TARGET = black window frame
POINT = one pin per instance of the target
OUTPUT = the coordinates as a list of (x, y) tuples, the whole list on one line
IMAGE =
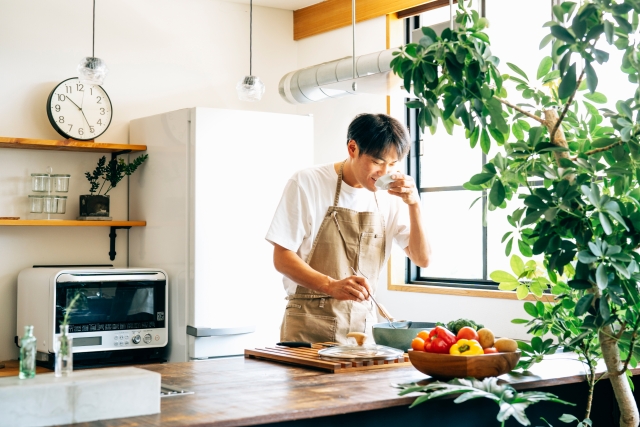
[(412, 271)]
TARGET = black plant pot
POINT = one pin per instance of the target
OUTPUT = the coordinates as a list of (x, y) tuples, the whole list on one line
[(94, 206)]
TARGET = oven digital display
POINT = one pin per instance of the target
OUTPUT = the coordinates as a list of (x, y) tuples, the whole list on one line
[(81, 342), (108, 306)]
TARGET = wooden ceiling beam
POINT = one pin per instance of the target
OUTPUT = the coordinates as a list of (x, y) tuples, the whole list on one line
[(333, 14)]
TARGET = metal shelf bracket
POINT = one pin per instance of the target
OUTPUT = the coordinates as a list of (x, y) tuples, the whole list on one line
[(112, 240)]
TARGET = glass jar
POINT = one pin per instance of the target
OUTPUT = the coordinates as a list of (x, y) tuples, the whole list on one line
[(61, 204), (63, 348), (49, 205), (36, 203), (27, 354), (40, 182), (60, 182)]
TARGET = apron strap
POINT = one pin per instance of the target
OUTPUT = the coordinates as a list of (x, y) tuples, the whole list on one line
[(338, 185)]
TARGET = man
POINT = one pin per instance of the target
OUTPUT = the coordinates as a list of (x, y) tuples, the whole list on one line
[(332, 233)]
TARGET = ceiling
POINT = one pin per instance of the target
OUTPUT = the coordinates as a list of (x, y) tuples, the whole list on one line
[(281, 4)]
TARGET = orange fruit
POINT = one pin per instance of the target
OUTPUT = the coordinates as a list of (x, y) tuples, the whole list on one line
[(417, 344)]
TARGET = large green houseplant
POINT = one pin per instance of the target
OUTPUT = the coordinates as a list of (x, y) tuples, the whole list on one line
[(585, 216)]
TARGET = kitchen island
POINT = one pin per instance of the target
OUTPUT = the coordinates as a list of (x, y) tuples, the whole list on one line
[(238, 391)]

=-=-=-=-=

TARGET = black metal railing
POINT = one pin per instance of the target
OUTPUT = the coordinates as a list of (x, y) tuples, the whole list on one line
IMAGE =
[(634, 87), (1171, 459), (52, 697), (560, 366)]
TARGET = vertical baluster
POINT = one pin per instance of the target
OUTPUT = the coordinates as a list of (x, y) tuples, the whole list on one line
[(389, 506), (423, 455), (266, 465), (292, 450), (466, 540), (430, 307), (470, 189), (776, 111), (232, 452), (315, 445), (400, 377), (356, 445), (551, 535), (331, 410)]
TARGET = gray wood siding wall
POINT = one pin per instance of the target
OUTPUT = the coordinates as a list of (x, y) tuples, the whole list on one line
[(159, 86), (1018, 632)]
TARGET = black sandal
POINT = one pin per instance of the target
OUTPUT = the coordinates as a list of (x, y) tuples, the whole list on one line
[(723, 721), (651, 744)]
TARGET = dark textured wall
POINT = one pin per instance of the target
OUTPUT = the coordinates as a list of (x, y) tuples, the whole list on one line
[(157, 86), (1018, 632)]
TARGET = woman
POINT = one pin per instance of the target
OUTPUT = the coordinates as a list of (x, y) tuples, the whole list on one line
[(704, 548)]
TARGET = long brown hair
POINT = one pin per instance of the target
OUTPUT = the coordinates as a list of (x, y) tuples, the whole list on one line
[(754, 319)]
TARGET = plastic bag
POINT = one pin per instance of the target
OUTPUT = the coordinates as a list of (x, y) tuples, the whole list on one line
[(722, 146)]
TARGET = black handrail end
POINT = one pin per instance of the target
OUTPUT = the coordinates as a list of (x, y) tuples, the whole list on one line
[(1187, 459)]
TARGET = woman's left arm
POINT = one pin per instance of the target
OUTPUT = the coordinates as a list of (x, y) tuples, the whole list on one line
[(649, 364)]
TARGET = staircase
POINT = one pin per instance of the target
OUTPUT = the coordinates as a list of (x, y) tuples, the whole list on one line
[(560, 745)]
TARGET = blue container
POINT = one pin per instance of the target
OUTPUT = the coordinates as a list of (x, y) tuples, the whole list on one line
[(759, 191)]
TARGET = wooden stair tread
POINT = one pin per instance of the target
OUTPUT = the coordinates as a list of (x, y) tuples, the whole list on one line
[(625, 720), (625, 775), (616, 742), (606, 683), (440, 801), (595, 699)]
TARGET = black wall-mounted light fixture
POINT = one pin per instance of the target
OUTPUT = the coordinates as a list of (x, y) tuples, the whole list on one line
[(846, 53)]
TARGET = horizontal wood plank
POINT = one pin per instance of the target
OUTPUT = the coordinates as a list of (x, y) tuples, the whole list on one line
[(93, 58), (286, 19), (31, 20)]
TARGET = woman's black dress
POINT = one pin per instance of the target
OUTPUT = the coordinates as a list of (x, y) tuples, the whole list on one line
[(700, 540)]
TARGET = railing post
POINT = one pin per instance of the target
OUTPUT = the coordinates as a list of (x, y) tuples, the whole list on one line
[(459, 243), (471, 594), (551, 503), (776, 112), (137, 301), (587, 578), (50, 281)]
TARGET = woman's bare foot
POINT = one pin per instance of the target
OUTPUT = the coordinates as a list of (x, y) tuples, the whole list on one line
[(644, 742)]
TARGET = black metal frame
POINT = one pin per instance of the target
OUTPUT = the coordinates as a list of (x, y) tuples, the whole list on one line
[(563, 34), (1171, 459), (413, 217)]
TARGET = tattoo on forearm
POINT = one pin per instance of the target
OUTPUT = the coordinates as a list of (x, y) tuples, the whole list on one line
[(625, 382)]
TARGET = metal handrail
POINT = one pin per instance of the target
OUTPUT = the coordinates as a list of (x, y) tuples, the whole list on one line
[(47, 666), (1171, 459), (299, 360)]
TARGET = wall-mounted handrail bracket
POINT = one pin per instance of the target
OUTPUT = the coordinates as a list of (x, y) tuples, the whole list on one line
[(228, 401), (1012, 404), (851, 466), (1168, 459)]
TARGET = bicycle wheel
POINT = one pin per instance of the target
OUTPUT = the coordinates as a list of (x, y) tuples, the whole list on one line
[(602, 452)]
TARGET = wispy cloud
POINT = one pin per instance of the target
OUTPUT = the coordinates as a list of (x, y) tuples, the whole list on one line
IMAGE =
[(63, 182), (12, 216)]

=-=-=-=-=

-- Task objective --
Copy the rows above word for word, from the line containing "TARGET = black metal frame" through the line containing "[(63, 182), (12, 216)]", including both of those lines.

-- Output below --
TARGET = black metal frame
POINT = one pin per instance of the target
OUTPUT = the coordinates as a list of (x, y) tuples, the whole list on one line
[(563, 34), (1171, 459), (413, 217)]
TARGET = tattoo on forearm
POINT = one pin per instance of the target
OUTPUT = the coordinates as a list of (x, y) tuples, the whole list on one line
[(625, 382)]
TARGET = metal handrail
POINT = one pin per instance of the target
OUTPUT = the coordinates as a list of (x, y) tuples, the whole list on one line
[(47, 666), (1171, 459), (299, 360)]
TARGET = wall-mounted handrail bracket
POINT = one pin per instance of the target
OUTPUT = the coordinates as a list of (x, y) tuples, the whole list on one line
[(228, 401), (1012, 404), (851, 466), (1168, 459)]
TARGET = bicycle wheel
POINT = one pin per instance of the target
OUTPUT = the coordinates as a list of (x, y) tuples, the whole list on one line
[(602, 452)]
TARGET = wispy cloud
POINT = one pin per instance of the target
OUTPUT = the coordinates as a list of (x, y) tuples, the whole list on one line
IMAGE =
[(63, 182), (12, 216)]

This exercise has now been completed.